===== Record set =====
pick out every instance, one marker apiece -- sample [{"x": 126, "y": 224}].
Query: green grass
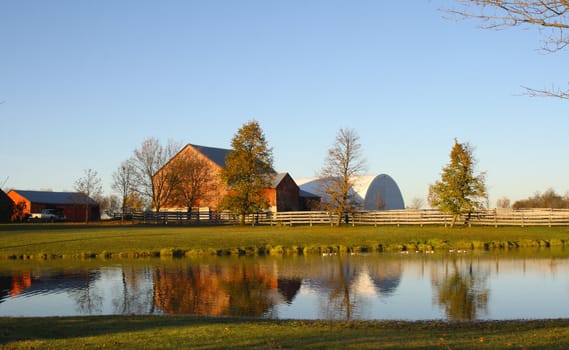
[
  {"x": 154, "y": 332},
  {"x": 88, "y": 241}
]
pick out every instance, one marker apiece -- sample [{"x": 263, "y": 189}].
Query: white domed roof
[{"x": 375, "y": 192}]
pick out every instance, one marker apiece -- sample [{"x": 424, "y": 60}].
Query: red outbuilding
[{"x": 73, "y": 204}]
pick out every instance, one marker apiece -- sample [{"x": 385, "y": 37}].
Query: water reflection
[
  {"x": 461, "y": 290},
  {"x": 448, "y": 287},
  {"x": 238, "y": 289}
]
=====
### Goal of the exercise
All records above must be output exactly as they stand, excluding pictures.

### Exercise solution
pick out every instance, one marker apiece -- sample [{"x": 126, "y": 224}].
Query: green grass
[
  {"x": 154, "y": 332},
  {"x": 88, "y": 241}
]
pick out every instance, one marker apiece -- sample [{"x": 263, "y": 189}].
Query: white domed roof
[{"x": 375, "y": 192}]
pick out every instance, one marker apiece -- sample [{"x": 424, "y": 60}].
Query: red outbuilding
[{"x": 73, "y": 204}]
pick out every instance, one marker apiece -- sample [{"x": 385, "y": 37}].
Query: water reflection
[
  {"x": 461, "y": 290},
  {"x": 448, "y": 287},
  {"x": 238, "y": 289}
]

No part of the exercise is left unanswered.